* **GIVEN REQUEST 1**
In the records below, reproduce the lines verbatim, beginning with the line containing "Target: bamboo stem" and continuing through the line containing "Target: pine tree", both included. Omit the pictures from your reproduction.

* start EXCERPT PROVIDED *

Interview: Christopher Smith on the Darkness of ‘Black Death’

There are no morally sound characters in Black Death, Christopher Smith’s followup film to Triangle. Nearly every character is a pure bastard. No one in this universe, which is a solid mix of a genre filmmaking and period piece, could be deemed a good person. Oddly enough, though, the most charming character is who some will claim to be the villain: Carice Van Houten’s charming and intimidating witch.

The British director is interested in playing in gray areas and raising questions. If you have seen Triangle, then you should know by now Smith isn’t all about the answers. Black Death may not end on the complete mind-boggling question mark that Triangle does, which Smith himself jokes about, but there are definitely some open ends to be discussed.

Here’s what director Christopher Smith had to say about his atmospheric horror film:

Congrats on the film. I really enjoyed it.

Oh, great. Thanks, man. I’m really proud with it as well. I’m glad it worked out. It’s one of these weird ones where when you make the movie you always say…you sit down with the editor and you always get really drunk from reading through it when you watch the first assembly. And you sort of go…I always go, “What’s it like? Is it really good?” Or is it kind of good where we’ve got to do some work? Or is it bad and we can do some work but it will only get half good. So it was all right. So it was long but good. We just cut it down.

I’ve been in films where I’ve stooped halfway through and said, “No, no, no. Go make it work before I see it.” Some of it just works really well straightaway. And some of the scenes just don’t work, you can tell.

What changed when you got into editing?

Well, we shot the film in order. I don’t know if you know, we shot the film in order because we had actor availability. So the film had a lot more, you know, walking shots and so on and so forth. The village was a lot longer. In the village there was a whole explanation as to who she was and why she came to be in the village, which was a long sequence while she’s walking towards the rebirth scene where she explains everything.

* end EXCERPT PROVIDED *
* start SOURCE MATERIAL *

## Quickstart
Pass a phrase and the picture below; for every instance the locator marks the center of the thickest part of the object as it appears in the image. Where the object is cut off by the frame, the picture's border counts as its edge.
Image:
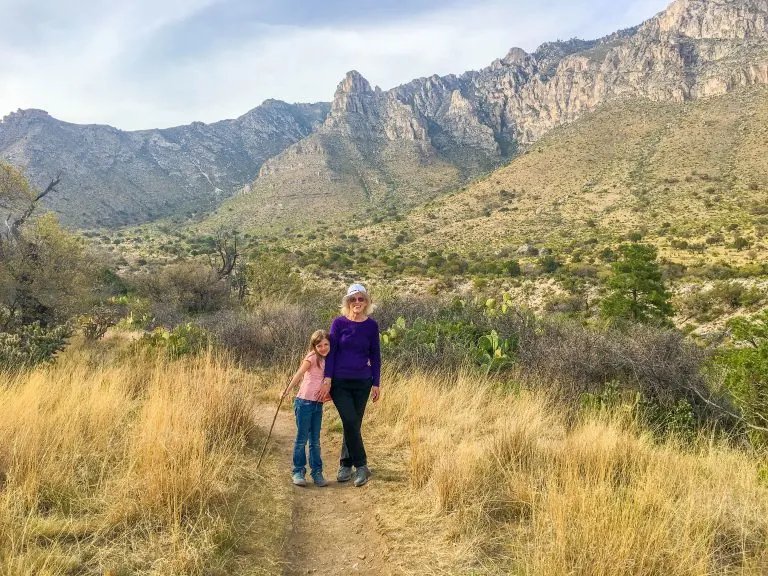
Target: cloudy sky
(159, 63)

* end SOURCE MATERIAL *
* start SOURCE MATERIAL *

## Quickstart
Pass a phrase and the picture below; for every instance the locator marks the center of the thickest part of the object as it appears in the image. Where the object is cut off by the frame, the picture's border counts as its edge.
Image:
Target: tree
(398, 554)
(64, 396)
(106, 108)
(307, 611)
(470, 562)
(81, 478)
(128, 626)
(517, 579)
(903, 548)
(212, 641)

* end SOURCE MATERIAL *
* start SOURCE MATERIAL *

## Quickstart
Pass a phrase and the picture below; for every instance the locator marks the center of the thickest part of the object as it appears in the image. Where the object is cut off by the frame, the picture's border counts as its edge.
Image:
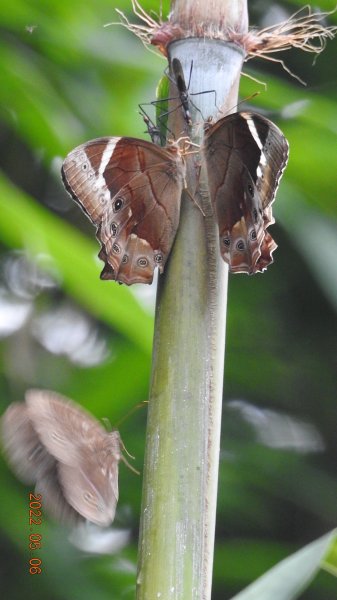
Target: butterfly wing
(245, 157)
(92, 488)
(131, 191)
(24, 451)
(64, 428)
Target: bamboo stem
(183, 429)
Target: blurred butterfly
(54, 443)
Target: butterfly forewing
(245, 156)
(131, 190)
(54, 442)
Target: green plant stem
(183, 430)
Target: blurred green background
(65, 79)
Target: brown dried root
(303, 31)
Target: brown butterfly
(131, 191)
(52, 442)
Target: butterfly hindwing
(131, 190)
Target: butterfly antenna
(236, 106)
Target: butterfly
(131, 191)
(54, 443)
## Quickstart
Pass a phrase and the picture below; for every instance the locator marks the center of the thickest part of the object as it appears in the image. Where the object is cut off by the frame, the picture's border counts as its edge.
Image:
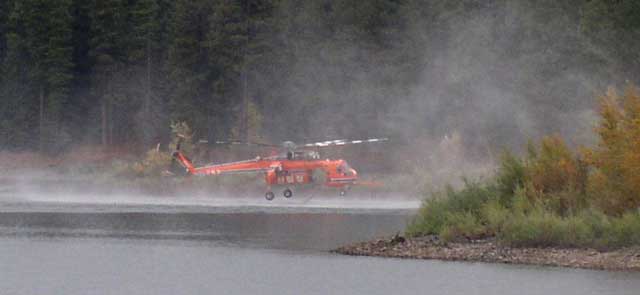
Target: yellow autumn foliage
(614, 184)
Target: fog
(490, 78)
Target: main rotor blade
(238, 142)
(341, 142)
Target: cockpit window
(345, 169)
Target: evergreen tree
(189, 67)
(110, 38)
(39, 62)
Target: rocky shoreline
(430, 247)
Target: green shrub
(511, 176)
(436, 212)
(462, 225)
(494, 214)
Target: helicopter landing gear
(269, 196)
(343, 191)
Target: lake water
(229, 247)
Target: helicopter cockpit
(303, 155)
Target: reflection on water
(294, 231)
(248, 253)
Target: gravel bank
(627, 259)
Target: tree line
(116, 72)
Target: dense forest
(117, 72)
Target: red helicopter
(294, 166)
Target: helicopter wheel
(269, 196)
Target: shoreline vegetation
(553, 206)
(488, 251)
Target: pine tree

* end SOURCE MATERIAL *

* **GIVEN REQUEST 2**
Translate into Spanish the following sentence from the interview with Christopher Smith: "The British director is interested in playing in gray areas and raising questions."

* **FULL SOLUTION 1**
Target: bamboo stem
(183, 429)
Target: blurred butterfly
(54, 443)
Target: butterfly forewing
(245, 156)
(131, 190)
(54, 442)
Target: green plant stem
(183, 430)
Target: blurred green background
(65, 79)
Target: brown dried root
(303, 31)
Target: brown butterfly
(131, 191)
(52, 442)
Target: butterfly hindwing
(131, 190)
Target: butterfly antenna
(236, 106)
Target: butterfly
(131, 191)
(54, 443)
## Quickstart
Pass a phrase and the picture below; for every instance the locator marks the center of the thickest part of the object as it appears in the image. Where the object is cut off by the frame, the picture's border counts as its edge.
Image:
Target: yellow autumn foliage
(614, 184)
Target: fog
(490, 78)
Target: main rotor blade
(238, 142)
(341, 142)
Target: cockpit window
(345, 169)
Target: evergreen tree
(189, 67)
(110, 38)
(39, 62)
Target: rocky shoreline
(430, 247)
Target: green shrub
(511, 176)
(436, 212)
(462, 225)
(494, 214)
Target: helicopter landing gear
(269, 196)
(343, 191)
Target: lake water
(229, 247)
Target: helicopter cockpit
(303, 155)
Target: reflection on water
(294, 231)
(248, 253)
Target: gravel bank
(627, 259)
Target: tree line
(116, 72)
Target: dense forest
(117, 72)
Target: red helicopter
(294, 166)
Target: helicopter wheel
(269, 196)
Target: shoreline vegetation
(553, 206)
(488, 251)
Target: pine tree

* **FULL SOLUTION 2**
Al director británico le interesa moverse en zonas grises y plantear preguntas.